### Task goal
Reproduce the full listing below, requests included, offsetting both the x and y pixel coordinates in every answer by 120. Leave the pictures out.

* Begin Data to use *

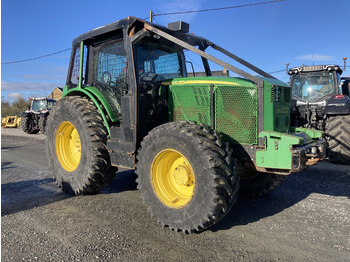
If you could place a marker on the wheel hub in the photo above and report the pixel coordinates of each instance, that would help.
(68, 146)
(173, 179)
(182, 175)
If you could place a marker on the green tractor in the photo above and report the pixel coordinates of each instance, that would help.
(193, 141)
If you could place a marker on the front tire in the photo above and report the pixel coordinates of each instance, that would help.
(42, 124)
(76, 147)
(27, 125)
(184, 176)
(338, 138)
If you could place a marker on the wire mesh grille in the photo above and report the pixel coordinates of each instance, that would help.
(236, 113)
(110, 73)
(74, 81)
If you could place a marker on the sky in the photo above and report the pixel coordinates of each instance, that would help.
(297, 32)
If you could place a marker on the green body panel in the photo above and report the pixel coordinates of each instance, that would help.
(98, 98)
(234, 105)
(230, 106)
(278, 152)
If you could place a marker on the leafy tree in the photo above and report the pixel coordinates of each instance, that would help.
(16, 108)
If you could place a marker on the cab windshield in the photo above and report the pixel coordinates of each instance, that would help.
(39, 105)
(313, 86)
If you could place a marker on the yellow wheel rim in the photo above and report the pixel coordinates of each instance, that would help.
(68, 147)
(173, 179)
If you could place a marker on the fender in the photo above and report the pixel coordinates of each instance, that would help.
(97, 98)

* End Data to use *

### Written reply
If you could place a marker on the wheel hub in the photo above and report the pixel coordinates of each instance, that would help.
(188, 266)
(293, 299)
(302, 295)
If you could place a marker on the green tractor in the photo above and report the pixel coordinates of each instance, that would help.
(313, 261)
If you could place a marker on the front tire in the photo above and report the pixel coordinates of each instance, that would help.
(162, 244)
(196, 267)
(147, 245)
(304, 296)
(458, 258)
If you could place a marker on the wire mesh grille in the photo above and report the pixel coordinates of each instance, that would help.
(356, 233)
(230, 193)
(194, 201)
If you could place a marker on the sky in the photo above and report the pixel coordinates of each instance, that would help.
(417, 152)
If you could place a marker on the green body panel in the photo above and report the pixel coordinates of each instance, that would help.
(218, 218)
(354, 225)
(350, 226)
(398, 272)
If you could place a marker on the leafy tree in the photo above and report the pixel coordinates of each instance, that would help.
(136, 228)
If you could place a marker on the cab windshield in the photo above and report the pixel coordinates of each instance, that would help.
(159, 225)
(433, 206)
If you could place a marker on the yellow wheel rim in the photo above and report the pixel coordinates of each instance, that would help.
(188, 267)
(293, 299)
If you could place a marker on the fender in the photo above and report the pixel coordinates of each instance, that would help.
(217, 218)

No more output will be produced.